▶ _Stated task_:
Count the lines in the entries below that contain the word "suit", and give only that number.

▶ _Data to process_:
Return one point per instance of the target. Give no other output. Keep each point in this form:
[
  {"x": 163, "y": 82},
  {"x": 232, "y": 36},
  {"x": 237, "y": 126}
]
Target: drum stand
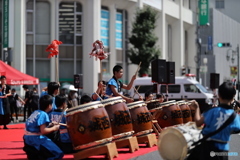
[
  {"x": 109, "y": 150},
  {"x": 149, "y": 139},
  {"x": 130, "y": 142},
  {"x": 157, "y": 129}
]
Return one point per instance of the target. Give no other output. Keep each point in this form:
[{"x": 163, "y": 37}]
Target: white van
[{"x": 185, "y": 87}]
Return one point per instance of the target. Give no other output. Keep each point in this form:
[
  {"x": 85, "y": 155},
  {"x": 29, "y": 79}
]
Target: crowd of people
[{"x": 43, "y": 123}]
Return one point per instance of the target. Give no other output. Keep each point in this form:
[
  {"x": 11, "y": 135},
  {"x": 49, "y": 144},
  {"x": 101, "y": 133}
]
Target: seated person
[
  {"x": 148, "y": 96},
  {"x": 85, "y": 99},
  {"x": 59, "y": 115},
  {"x": 36, "y": 144},
  {"x": 101, "y": 91},
  {"x": 160, "y": 97}
]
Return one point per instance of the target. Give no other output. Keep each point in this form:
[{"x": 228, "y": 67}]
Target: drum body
[
  {"x": 193, "y": 110},
  {"x": 120, "y": 117},
  {"x": 170, "y": 114},
  {"x": 141, "y": 118},
  {"x": 174, "y": 142},
  {"x": 88, "y": 125},
  {"x": 153, "y": 104},
  {"x": 186, "y": 111}
]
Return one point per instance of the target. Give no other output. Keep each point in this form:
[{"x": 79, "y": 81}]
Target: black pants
[
  {"x": 27, "y": 111},
  {"x": 13, "y": 108},
  {"x": 34, "y": 154},
  {"x": 207, "y": 151}
]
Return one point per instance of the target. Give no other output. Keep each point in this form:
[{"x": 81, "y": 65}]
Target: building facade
[
  {"x": 33, "y": 24},
  {"x": 224, "y": 27}
]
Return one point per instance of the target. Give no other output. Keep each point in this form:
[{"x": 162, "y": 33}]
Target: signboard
[
  {"x": 233, "y": 71},
  {"x": 203, "y": 69},
  {"x": 5, "y": 23},
  {"x": 209, "y": 43},
  {"x": 105, "y": 27},
  {"x": 119, "y": 30},
  {"x": 203, "y": 12}
]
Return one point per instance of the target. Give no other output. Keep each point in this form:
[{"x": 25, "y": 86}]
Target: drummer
[
  {"x": 59, "y": 115},
  {"x": 114, "y": 87},
  {"x": 160, "y": 97},
  {"x": 148, "y": 96},
  {"x": 101, "y": 91},
  {"x": 85, "y": 99}
]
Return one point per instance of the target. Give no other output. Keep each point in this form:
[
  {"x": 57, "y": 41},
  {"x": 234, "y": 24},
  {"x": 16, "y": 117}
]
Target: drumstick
[
  {"x": 59, "y": 120},
  {"x": 98, "y": 96},
  {"x": 138, "y": 68},
  {"x": 62, "y": 124},
  {"x": 137, "y": 90}
]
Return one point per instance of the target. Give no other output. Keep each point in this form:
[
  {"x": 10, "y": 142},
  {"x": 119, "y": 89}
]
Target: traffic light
[{"x": 220, "y": 45}]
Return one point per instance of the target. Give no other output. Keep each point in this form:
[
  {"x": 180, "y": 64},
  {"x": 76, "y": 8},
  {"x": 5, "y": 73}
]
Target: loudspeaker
[
  {"x": 214, "y": 80},
  {"x": 171, "y": 72},
  {"x": 78, "y": 80},
  {"x": 159, "y": 71}
]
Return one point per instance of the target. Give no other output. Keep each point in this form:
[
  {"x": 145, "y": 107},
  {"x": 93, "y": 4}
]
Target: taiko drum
[
  {"x": 186, "y": 111},
  {"x": 170, "y": 114},
  {"x": 120, "y": 117},
  {"x": 88, "y": 125},
  {"x": 141, "y": 118}
]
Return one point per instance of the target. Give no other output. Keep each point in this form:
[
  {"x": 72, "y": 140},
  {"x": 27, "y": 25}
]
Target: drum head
[
  {"x": 172, "y": 144},
  {"x": 167, "y": 103}
]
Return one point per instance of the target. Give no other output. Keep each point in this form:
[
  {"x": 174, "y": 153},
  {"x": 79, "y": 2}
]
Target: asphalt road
[{"x": 234, "y": 148}]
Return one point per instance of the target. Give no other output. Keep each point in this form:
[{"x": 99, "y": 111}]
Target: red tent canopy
[{"x": 15, "y": 77}]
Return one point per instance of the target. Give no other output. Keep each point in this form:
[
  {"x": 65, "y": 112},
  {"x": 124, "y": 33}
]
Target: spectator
[
  {"x": 34, "y": 100},
  {"x": 26, "y": 100},
  {"x": 13, "y": 104}
]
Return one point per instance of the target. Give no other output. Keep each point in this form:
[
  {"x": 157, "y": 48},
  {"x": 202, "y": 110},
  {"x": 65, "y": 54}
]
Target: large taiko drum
[
  {"x": 193, "y": 110},
  {"x": 88, "y": 125},
  {"x": 170, "y": 114},
  {"x": 186, "y": 111},
  {"x": 152, "y": 104},
  {"x": 141, "y": 118},
  {"x": 120, "y": 117},
  {"x": 175, "y": 142}
]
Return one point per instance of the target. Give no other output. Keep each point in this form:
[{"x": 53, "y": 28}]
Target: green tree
[{"x": 143, "y": 39}]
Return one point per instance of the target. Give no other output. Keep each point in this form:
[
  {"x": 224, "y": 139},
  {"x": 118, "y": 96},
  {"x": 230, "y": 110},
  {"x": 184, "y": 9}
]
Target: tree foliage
[{"x": 143, "y": 39}]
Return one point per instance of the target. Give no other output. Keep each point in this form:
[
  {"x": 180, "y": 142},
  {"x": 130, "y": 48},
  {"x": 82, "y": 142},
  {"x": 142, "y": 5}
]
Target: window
[
  {"x": 220, "y": 4},
  {"x": 145, "y": 88},
  {"x": 191, "y": 88},
  {"x": 105, "y": 15},
  {"x": 171, "y": 88}
]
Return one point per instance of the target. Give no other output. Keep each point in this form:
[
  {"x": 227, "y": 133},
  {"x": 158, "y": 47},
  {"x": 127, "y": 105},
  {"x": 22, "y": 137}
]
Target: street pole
[{"x": 238, "y": 68}]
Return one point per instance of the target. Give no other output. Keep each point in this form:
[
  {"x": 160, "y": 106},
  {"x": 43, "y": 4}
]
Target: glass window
[
  {"x": 171, "y": 88},
  {"x": 145, "y": 88},
  {"x": 105, "y": 27},
  {"x": 219, "y": 4},
  {"x": 191, "y": 88},
  {"x": 42, "y": 23}
]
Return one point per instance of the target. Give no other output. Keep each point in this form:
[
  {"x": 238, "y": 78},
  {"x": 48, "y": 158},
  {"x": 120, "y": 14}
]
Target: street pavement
[{"x": 234, "y": 149}]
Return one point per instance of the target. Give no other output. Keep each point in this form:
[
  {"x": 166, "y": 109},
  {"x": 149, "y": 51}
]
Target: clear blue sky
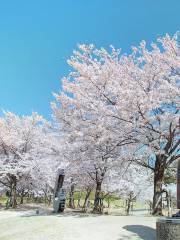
[{"x": 37, "y": 37}]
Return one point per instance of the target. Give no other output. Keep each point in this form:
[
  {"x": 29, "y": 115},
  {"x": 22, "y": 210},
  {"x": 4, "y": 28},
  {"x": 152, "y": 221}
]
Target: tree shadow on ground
[
  {"x": 144, "y": 232},
  {"x": 74, "y": 214}
]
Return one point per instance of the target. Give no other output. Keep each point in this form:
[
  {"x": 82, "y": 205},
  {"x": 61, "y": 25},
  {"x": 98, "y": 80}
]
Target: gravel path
[{"x": 74, "y": 226}]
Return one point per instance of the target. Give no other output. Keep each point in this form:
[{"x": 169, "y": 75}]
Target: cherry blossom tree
[
  {"x": 25, "y": 146},
  {"x": 112, "y": 100}
]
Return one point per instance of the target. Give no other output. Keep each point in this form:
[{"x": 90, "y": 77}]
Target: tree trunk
[
  {"x": 88, "y": 192},
  {"x": 14, "y": 193},
  {"x": 158, "y": 182},
  {"x": 79, "y": 200},
  {"x": 22, "y": 199},
  {"x": 71, "y": 196},
  {"x": 97, "y": 207}
]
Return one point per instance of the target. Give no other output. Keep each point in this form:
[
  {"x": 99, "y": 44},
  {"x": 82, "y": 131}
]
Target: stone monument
[
  {"x": 59, "y": 192},
  {"x": 169, "y": 228}
]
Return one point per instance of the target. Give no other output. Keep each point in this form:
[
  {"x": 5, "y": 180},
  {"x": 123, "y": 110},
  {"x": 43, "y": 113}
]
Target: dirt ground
[{"x": 27, "y": 225}]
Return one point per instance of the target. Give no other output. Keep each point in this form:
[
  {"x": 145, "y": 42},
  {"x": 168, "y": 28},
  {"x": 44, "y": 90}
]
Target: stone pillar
[{"x": 168, "y": 229}]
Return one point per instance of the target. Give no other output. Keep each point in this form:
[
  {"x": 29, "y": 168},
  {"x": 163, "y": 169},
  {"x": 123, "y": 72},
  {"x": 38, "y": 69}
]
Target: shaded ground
[{"x": 26, "y": 225}]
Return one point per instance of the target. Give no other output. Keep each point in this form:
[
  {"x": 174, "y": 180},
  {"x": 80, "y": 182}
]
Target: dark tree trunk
[
  {"x": 79, "y": 200},
  {"x": 14, "y": 193},
  {"x": 158, "y": 182},
  {"x": 71, "y": 196},
  {"x": 97, "y": 199},
  {"x": 88, "y": 192},
  {"x": 22, "y": 199},
  {"x": 128, "y": 203}
]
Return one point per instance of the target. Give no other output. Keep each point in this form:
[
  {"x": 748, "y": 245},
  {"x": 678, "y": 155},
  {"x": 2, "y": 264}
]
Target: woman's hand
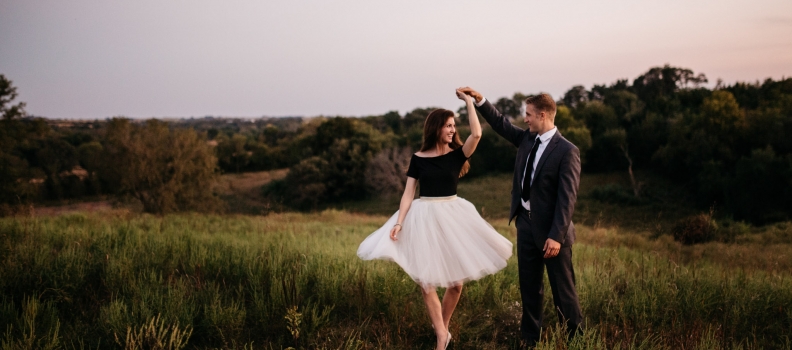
[
  {"x": 395, "y": 231},
  {"x": 463, "y": 96}
]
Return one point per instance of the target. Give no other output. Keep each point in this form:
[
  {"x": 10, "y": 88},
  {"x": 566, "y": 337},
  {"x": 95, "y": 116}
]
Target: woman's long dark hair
[{"x": 433, "y": 126}]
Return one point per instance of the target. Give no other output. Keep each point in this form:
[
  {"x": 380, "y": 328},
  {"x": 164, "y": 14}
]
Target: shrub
[
  {"x": 616, "y": 194},
  {"x": 695, "y": 229},
  {"x": 166, "y": 170}
]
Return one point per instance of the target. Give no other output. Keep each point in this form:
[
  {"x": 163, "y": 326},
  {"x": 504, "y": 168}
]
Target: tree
[
  {"x": 15, "y": 180},
  {"x": 166, "y": 170}
]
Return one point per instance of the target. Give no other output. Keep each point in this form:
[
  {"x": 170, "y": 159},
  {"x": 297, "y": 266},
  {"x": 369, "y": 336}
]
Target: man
[{"x": 544, "y": 192}]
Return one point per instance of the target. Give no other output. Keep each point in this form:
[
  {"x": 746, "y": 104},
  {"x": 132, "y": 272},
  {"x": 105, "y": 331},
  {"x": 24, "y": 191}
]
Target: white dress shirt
[{"x": 545, "y": 140}]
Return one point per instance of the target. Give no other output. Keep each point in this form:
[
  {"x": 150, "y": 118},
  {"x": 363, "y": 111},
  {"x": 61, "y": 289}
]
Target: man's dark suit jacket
[{"x": 555, "y": 183}]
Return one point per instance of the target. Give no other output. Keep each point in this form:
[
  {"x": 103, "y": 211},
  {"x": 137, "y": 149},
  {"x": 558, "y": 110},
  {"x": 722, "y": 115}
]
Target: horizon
[{"x": 88, "y": 59}]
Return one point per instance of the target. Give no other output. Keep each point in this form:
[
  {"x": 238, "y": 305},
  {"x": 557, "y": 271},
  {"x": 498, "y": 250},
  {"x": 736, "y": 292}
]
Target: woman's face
[{"x": 448, "y": 131}]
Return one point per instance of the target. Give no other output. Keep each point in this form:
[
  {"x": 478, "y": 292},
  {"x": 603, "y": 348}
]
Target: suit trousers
[{"x": 531, "y": 264}]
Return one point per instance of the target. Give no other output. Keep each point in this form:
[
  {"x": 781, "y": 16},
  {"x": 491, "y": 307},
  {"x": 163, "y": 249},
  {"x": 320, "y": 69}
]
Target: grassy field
[{"x": 112, "y": 279}]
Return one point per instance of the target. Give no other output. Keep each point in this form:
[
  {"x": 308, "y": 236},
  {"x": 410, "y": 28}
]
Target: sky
[{"x": 94, "y": 59}]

▶ _Answer_:
2